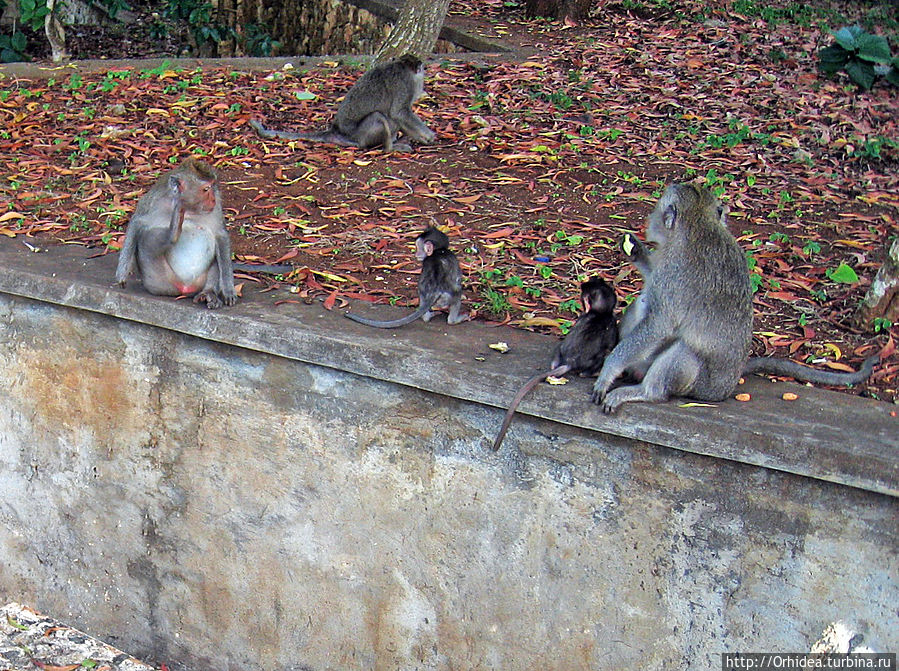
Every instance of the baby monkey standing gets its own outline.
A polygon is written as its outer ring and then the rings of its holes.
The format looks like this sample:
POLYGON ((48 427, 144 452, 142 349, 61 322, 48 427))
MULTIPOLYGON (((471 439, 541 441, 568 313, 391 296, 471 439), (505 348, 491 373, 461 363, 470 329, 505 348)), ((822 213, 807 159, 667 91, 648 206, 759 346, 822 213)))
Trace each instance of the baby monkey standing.
POLYGON ((418 276, 418 308, 410 315, 391 321, 376 321, 347 312, 354 322, 382 329, 394 329, 411 324, 416 319, 430 321, 436 314, 431 308, 448 307, 447 323, 458 324, 468 319, 459 314, 462 308, 462 271, 459 260, 450 251, 446 233, 429 226, 415 239, 415 258, 421 261, 418 276))
POLYGON ((377 65, 350 88, 337 108, 328 130, 315 133, 287 133, 269 130, 259 121, 250 126, 263 138, 314 140, 384 151, 412 151, 410 141, 431 144, 436 137, 415 112, 412 103, 424 94, 425 71, 421 61, 406 54, 377 65), (396 142, 403 132, 405 142, 396 142))
POLYGON ((494 450, 502 444, 519 403, 538 383, 547 377, 566 373, 580 373, 585 377, 599 374, 606 356, 618 343, 618 324, 614 313, 617 302, 615 291, 602 278, 594 277, 581 284, 584 314, 578 317, 568 335, 559 343, 550 370, 529 379, 515 394, 493 441, 494 450))
POLYGON ((121 286, 135 263, 151 294, 193 296, 209 308, 237 302, 231 243, 211 167, 188 159, 137 202, 116 268, 121 286))

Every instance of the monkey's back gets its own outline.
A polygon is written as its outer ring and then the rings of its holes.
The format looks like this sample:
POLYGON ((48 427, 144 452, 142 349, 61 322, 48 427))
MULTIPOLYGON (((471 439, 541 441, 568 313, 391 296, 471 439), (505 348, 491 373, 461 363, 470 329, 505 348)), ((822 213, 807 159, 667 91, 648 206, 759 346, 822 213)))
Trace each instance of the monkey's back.
POLYGON ((685 244, 664 250, 667 286, 652 294, 650 310, 662 310, 675 337, 703 360, 691 396, 721 400, 739 381, 752 339, 752 289, 746 258, 717 220, 693 222, 685 244))
POLYGON ((596 375, 616 344, 618 327, 615 317, 588 312, 578 317, 565 339, 559 343, 552 367, 565 365, 575 373, 596 375))
POLYGON ((406 72, 407 67, 398 61, 379 65, 363 74, 347 91, 337 108, 334 127, 341 133, 351 133, 372 112, 389 116, 395 99, 407 104, 412 97, 406 72))
POLYGON ((437 249, 425 258, 421 265, 418 293, 429 298, 436 298, 440 294, 457 296, 462 293, 462 270, 452 251, 437 249))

****************************************

WHAT YOU HAVE TO DO –
Make an exact copy of the listing above. Do not include the pictures.

SOLUTION –
Every instance of the baby monkey standing gets its own outline.
A polygon is written as its outer ring and then the rings of its holes.
The format looks like this sample:
POLYGON ((48 427, 144 452, 142 349, 61 322, 48 427))
MULTIPOLYGON (((471 439, 541 441, 568 313, 391 296, 471 439), (505 348, 491 373, 461 363, 470 329, 505 348)), ((822 213, 807 159, 667 91, 648 206, 759 346, 822 213)))
Trace each instance of the baby monkey standing.
POLYGON ((418 276, 418 308, 410 315, 391 321, 376 321, 347 312, 354 322, 382 329, 394 329, 411 324, 416 319, 430 321, 436 314, 431 308, 448 307, 447 323, 458 324, 468 319, 459 314, 462 308, 462 271, 459 260, 450 251, 446 233, 429 226, 415 239, 415 258, 421 261, 418 276))
POLYGON ((377 65, 350 88, 337 108, 328 130, 315 133, 287 133, 269 130, 259 121, 250 126, 263 138, 314 140, 384 151, 412 151, 410 141, 431 144, 436 137, 415 112, 412 103, 424 94, 425 71, 421 61, 406 54, 377 65), (396 142, 403 132, 405 142, 396 142))
POLYGON ((494 450, 502 444, 519 403, 538 383, 547 377, 566 373, 580 373, 585 377, 599 374, 606 356, 618 343, 618 324, 614 313, 617 302, 615 291, 602 278, 594 277, 581 284, 584 314, 578 317, 568 335, 559 343, 550 370, 529 379, 515 394, 493 441, 494 450))
POLYGON ((121 286, 135 263, 151 294, 193 296, 209 308, 237 302, 231 243, 211 167, 188 159, 137 202, 116 268, 121 286))

Every instance of the monkey's back gets its own outline.
A polygon is written as its outer ring and then the rings of its holes.
The format looks like this sample:
POLYGON ((48 427, 144 452, 142 349, 61 322, 48 427))
MULTIPOLYGON (((471 439, 541 441, 568 313, 391 296, 471 439), (505 348, 491 373, 461 363, 470 329, 505 348)), ((822 213, 807 159, 667 91, 648 206, 759 346, 822 213)))
Trace each instance of the monkey's back.
POLYGON ((685 244, 664 250, 667 286, 652 294, 650 310, 662 310, 675 337, 703 360, 691 396, 721 400, 739 381, 752 339, 752 289, 746 258, 717 220, 693 222, 685 244))
POLYGON ((596 375, 616 344, 618 327, 615 317, 588 312, 578 317, 565 339, 559 343, 552 367, 565 365, 575 373, 596 375))
POLYGON ((406 72, 407 67, 398 61, 379 65, 363 74, 347 91, 337 108, 334 127, 341 133, 351 133, 372 112, 389 116, 395 99, 407 104, 412 97, 406 72))
POLYGON ((437 249, 425 258, 421 265, 418 293, 429 298, 436 298, 440 294, 457 296, 462 293, 462 270, 452 251, 437 249))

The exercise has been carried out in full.